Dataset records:
· · ·

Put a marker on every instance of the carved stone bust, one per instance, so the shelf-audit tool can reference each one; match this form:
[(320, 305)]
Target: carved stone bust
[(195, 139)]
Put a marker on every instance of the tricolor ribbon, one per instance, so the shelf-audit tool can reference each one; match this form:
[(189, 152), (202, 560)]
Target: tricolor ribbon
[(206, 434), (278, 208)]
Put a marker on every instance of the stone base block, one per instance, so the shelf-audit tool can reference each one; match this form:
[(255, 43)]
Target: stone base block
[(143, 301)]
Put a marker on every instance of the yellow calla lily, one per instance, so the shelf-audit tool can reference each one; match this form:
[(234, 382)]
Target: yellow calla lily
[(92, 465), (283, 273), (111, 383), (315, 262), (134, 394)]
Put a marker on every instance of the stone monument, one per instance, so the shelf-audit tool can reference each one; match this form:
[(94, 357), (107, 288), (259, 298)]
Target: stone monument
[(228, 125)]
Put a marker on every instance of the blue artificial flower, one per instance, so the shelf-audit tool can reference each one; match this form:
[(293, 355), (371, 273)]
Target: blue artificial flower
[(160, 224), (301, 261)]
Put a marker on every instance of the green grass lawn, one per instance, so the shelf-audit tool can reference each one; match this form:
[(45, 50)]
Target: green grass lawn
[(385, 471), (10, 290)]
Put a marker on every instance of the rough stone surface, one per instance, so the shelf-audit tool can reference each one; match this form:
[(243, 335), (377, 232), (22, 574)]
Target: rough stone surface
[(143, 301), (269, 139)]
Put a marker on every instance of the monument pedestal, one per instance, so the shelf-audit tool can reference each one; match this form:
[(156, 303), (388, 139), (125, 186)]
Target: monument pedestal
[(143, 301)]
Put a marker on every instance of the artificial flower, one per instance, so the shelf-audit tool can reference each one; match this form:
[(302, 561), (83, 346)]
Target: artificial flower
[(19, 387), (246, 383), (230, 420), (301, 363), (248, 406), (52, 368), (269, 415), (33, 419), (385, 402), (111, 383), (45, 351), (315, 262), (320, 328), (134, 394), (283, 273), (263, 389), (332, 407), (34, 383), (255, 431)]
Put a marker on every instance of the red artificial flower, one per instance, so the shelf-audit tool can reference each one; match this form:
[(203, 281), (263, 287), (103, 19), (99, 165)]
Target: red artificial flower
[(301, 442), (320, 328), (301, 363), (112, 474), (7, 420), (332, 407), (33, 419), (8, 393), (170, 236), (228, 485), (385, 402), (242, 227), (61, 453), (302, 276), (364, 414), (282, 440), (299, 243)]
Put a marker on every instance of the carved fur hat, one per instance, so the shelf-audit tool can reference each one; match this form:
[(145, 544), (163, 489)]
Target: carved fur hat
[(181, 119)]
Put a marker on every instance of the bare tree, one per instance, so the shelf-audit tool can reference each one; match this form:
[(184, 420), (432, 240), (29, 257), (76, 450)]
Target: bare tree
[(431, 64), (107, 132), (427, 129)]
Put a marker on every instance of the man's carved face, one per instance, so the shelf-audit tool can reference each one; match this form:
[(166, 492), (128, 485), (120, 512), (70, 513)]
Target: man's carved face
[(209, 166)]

· · ·

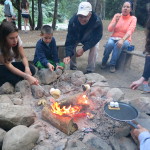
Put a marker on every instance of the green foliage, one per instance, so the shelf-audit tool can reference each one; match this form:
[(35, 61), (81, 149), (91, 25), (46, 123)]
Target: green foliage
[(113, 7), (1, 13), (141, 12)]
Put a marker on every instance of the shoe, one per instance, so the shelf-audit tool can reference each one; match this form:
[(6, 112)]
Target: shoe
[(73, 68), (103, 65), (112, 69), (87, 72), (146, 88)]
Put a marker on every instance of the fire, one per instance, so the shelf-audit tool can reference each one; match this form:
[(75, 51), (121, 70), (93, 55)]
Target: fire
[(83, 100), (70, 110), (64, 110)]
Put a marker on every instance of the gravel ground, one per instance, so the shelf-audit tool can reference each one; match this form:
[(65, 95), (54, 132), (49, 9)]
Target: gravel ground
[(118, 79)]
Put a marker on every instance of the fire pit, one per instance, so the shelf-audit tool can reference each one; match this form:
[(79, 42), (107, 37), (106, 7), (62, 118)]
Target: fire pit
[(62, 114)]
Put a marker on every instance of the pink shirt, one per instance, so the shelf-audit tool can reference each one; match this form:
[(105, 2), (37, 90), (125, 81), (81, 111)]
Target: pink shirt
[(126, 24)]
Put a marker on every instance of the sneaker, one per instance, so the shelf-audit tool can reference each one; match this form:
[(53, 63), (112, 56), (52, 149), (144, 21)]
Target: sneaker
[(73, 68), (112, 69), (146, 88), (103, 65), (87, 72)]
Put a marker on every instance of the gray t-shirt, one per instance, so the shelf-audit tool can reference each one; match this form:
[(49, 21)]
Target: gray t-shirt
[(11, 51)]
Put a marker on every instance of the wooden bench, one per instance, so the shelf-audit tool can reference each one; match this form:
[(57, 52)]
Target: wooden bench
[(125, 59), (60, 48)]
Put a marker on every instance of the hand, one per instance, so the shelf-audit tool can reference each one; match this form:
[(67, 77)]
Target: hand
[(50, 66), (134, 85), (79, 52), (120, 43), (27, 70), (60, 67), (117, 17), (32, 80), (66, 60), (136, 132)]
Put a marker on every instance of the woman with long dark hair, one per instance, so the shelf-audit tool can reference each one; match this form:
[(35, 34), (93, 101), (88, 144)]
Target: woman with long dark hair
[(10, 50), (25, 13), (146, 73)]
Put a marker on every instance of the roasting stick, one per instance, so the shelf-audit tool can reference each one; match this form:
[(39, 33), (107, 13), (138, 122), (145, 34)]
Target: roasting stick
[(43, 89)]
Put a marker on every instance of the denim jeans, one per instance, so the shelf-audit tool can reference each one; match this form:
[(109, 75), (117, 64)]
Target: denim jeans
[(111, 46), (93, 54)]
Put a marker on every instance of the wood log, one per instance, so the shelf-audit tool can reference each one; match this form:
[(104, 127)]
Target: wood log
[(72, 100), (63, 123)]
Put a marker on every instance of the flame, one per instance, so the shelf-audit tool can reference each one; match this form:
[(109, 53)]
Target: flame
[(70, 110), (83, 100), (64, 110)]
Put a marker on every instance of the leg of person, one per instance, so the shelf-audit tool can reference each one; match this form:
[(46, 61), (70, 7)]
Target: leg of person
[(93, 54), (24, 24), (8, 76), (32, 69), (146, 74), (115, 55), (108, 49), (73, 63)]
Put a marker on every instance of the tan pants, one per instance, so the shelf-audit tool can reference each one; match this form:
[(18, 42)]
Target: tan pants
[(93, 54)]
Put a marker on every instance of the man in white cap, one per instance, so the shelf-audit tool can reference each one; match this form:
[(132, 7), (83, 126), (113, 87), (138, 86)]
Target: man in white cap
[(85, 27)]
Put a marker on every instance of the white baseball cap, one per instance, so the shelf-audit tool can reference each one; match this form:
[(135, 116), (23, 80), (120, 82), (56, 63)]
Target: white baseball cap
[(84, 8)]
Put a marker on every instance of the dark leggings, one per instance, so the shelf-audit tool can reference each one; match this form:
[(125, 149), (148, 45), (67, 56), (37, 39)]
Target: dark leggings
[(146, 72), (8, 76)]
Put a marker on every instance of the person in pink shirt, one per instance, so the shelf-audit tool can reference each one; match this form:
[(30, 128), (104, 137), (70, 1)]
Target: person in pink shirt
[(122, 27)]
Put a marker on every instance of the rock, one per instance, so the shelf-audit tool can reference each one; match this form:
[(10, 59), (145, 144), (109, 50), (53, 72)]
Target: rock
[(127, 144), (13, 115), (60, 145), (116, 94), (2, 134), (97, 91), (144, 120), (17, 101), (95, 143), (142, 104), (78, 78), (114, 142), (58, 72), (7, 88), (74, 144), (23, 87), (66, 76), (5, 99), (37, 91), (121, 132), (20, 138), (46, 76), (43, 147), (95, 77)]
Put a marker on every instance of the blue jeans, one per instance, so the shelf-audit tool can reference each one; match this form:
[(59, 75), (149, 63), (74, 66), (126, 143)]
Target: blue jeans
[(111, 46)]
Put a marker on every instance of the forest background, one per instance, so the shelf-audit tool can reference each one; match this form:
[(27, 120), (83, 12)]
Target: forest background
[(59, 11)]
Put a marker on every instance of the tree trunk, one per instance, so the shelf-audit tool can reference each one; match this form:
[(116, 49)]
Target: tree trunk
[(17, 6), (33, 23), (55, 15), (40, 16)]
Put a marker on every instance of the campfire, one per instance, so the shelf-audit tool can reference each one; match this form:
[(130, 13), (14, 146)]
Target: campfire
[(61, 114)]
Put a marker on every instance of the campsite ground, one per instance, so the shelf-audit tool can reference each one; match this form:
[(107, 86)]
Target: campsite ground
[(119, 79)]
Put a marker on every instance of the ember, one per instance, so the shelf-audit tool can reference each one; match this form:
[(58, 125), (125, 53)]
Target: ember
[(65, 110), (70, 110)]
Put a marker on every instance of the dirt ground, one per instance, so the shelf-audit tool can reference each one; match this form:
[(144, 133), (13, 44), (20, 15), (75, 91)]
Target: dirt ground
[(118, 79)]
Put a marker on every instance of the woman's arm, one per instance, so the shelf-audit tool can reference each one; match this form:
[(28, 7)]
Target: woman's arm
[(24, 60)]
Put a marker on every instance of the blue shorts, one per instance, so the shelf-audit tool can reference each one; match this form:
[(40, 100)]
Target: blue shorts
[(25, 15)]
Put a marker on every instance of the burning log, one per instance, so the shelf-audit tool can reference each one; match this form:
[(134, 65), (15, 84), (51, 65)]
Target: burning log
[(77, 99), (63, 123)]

· · ·

## Task
Give the stretch of the rows from the line containing "Put a marker on every instance of the person" through the line containing "[(122, 27)]" as a Markdown table with the columns Number and Line, omitting any blank lines.

## Output for this task
| Number | Line |
|---|---|
| 1 | Put a marker on every instance of the person in pink shirt, one per instance, so the shelf-audit tool can reference each one; match this form: |
| 2 | [(30, 128), (104, 137), (70, 1)] |
| 3 | Target: person in pink shirt |
| 4 | [(122, 27)] |